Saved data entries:
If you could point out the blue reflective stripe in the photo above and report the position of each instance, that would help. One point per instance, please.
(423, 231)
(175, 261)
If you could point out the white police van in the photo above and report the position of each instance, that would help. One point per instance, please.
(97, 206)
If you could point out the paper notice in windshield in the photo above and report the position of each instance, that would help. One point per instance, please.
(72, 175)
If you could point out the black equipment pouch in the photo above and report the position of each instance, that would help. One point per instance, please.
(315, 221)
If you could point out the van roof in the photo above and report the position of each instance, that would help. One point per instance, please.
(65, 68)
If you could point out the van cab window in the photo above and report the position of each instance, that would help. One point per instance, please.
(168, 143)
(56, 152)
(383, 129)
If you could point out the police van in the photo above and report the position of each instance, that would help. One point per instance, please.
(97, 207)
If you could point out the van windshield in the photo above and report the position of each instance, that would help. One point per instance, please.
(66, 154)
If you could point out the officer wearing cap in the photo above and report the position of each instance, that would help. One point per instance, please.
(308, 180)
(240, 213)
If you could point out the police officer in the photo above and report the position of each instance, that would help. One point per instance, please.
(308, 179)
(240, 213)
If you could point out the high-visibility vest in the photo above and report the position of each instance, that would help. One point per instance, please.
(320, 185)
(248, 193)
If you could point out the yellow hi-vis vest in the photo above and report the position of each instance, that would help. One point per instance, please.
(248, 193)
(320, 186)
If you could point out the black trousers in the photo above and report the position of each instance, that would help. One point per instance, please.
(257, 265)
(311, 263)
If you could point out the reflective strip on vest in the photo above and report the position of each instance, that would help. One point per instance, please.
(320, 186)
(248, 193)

PROBLEM TO SOLVE:
Could you return every record above exactly as written?

RESPONSE AREA:
If you could point out the blue reflective stripe in the photo above and report the position of each instance, that would help. One point per instance, please.
(423, 231)
(175, 261)
If you could point out the white police van in the photo above and report the position of each instance, that would help. One point per instance, please.
(97, 206)
If you could point out the paper notice in windshield in the photo above and report the position of each instance, that would help. One point per instance, please.
(72, 175)
If you could point out the black equipment pouch in the photo above and report the position of each instance, that would help. One point per instance, please.
(315, 221)
If you could point out the van roof in the photo above and report the position of each instance, that would help. One point per instance, please.
(65, 68)
If you could point out the van cab window in the photo above and report the position of each instance, that would help. One point per instance, please.
(168, 143)
(56, 152)
(383, 129)
If you could point out the police van in the photo above and report the position of each instance, that would help. One point per instance, please.
(97, 207)
If you could point out the van windshield in the photo above and report the position of each instance, that would help. One point per instance, please.
(66, 154)
If you could point out the officer wearing cap in the photo above and report the position of each instance, that would help. One point per instance, please.
(308, 180)
(240, 213)
If you could point out the police officer in the photo above and report the position of each instance, that would help. One point per instance, please.
(308, 179)
(240, 213)
If you could point out the high-visibility vest in the photo above and report the position of each instance, that would help. One point per instance, please.
(320, 185)
(248, 193)
If you could point out the yellow hi-vis vest in the photo above and report the position of each instance, that would help. One point per instance, please.
(248, 193)
(320, 186)
If you could point out the black trousers in the photo above and report the position of each instance, that would help. One point per instance, please.
(257, 265)
(311, 263)
If you could point out the reflective strip on vest in the photo above and report the position of each instance, that would help. One point per instance, please.
(320, 186)
(248, 193)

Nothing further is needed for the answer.